TASK DIRECTIONS: Strip the pictures, then copy the remaining data exactly as it stands.

[Records excerpted from a collection]
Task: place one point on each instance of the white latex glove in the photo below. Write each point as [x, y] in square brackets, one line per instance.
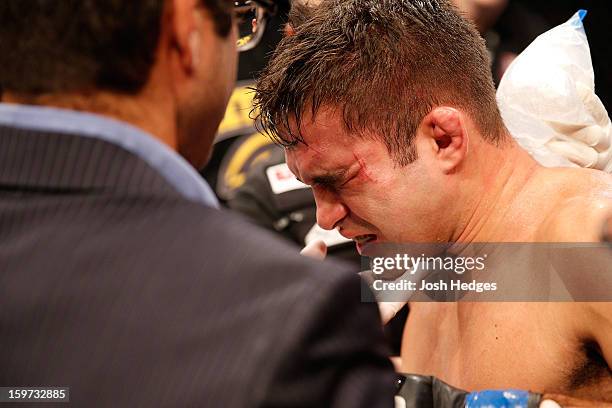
[318, 250]
[585, 146]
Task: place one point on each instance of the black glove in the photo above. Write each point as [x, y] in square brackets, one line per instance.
[420, 391]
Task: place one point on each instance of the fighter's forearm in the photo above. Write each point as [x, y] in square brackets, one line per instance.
[571, 402]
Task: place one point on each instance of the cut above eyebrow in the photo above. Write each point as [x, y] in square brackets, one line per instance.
[330, 179]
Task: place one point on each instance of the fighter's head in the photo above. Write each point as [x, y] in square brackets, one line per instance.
[374, 100]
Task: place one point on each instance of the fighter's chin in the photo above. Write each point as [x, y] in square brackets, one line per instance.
[363, 242]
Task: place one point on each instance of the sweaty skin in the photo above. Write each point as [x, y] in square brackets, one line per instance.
[563, 348]
[463, 189]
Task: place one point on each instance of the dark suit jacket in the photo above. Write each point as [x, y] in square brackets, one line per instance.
[114, 285]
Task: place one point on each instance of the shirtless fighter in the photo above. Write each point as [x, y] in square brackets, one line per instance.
[387, 109]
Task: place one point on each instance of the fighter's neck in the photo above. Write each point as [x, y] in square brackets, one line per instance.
[497, 196]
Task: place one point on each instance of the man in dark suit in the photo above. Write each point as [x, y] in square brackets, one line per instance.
[118, 276]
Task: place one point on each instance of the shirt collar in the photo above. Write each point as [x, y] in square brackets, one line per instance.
[180, 174]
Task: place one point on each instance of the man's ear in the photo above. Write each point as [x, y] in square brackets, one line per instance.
[444, 137]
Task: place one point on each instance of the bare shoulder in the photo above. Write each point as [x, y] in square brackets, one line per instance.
[582, 206]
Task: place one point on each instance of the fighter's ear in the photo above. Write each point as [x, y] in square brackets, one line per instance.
[445, 137]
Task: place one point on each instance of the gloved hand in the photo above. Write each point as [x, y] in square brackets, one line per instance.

EXPECTED ANSWER:
Task: place one point on each instance of the white latex glove in the photo below. Write each point as [x, y] in square brackets, one line per instance.
[318, 250]
[585, 146]
Task: place one point on each instance of the black glove in the photo above. Write each point as [x, y] in square brackets, one line per instance.
[420, 391]
Task: place one point on each instance of the fighter's forearm in the photo above. Write each point as [x, y] in square brackets, one line per instance.
[571, 402]
Task: place one point on each instance of the cut above eyebrow in the photo above. Write each point as [x, y] in square brackets, one line per instance.
[330, 179]
Task: place one point on each instance of the fighter's head in the photo above. Write each point as [x, y] in square brackets, one line per instance.
[374, 100]
Task: place one point on each instance of the fighter's chin in the photo above. Write each point as [x, y] in square brackets, one line per instance.
[363, 242]
Task: place one point on each instance of the sweaty skin in the photo above. Write each point as [x, y] in square brackets, one line per instance.
[563, 348]
[463, 189]
Task: place one point on each instance of the dark suit jacket in the photo above. Write each point as [x, y] in square brackets, one line per instance.
[114, 285]
Task: place one point on each instance of the shirtless fighter in the photo above. Write each point as [x, y] in square brackets, one line per instance.
[387, 109]
Task: place one point on each instance of the fighter's neck in the photo above. Write each point as [x, y] in square brackets, one line per instance.
[497, 196]
Task: place one point on each instance of the man in dark suit in the photo above. Write each point as [x, y] in square brackets, one line per instance.
[118, 276]
Task: place one point on each instance of the shirt collar in the photo above. Write each point as [x, y] in square brackets, one line per instance.
[180, 174]
Task: place one point on each instance of the man's ear in the photo above. Write each point as [x, y] in square brackets, one line per instance.
[444, 137]
Task: place one point on each instance of the bare shoulder in the photo above. Write each point as [x, y] in square brackets, one line per instance.
[582, 206]
Task: place one point on each instance of the fighter's ear in the photo above. Write each point as [x, y] in square brackets, one line per instance.
[445, 137]
Task: place one point on each instance of the gloved hand in the photo above. Write each point as [x, y] in square brackets, one line per instance.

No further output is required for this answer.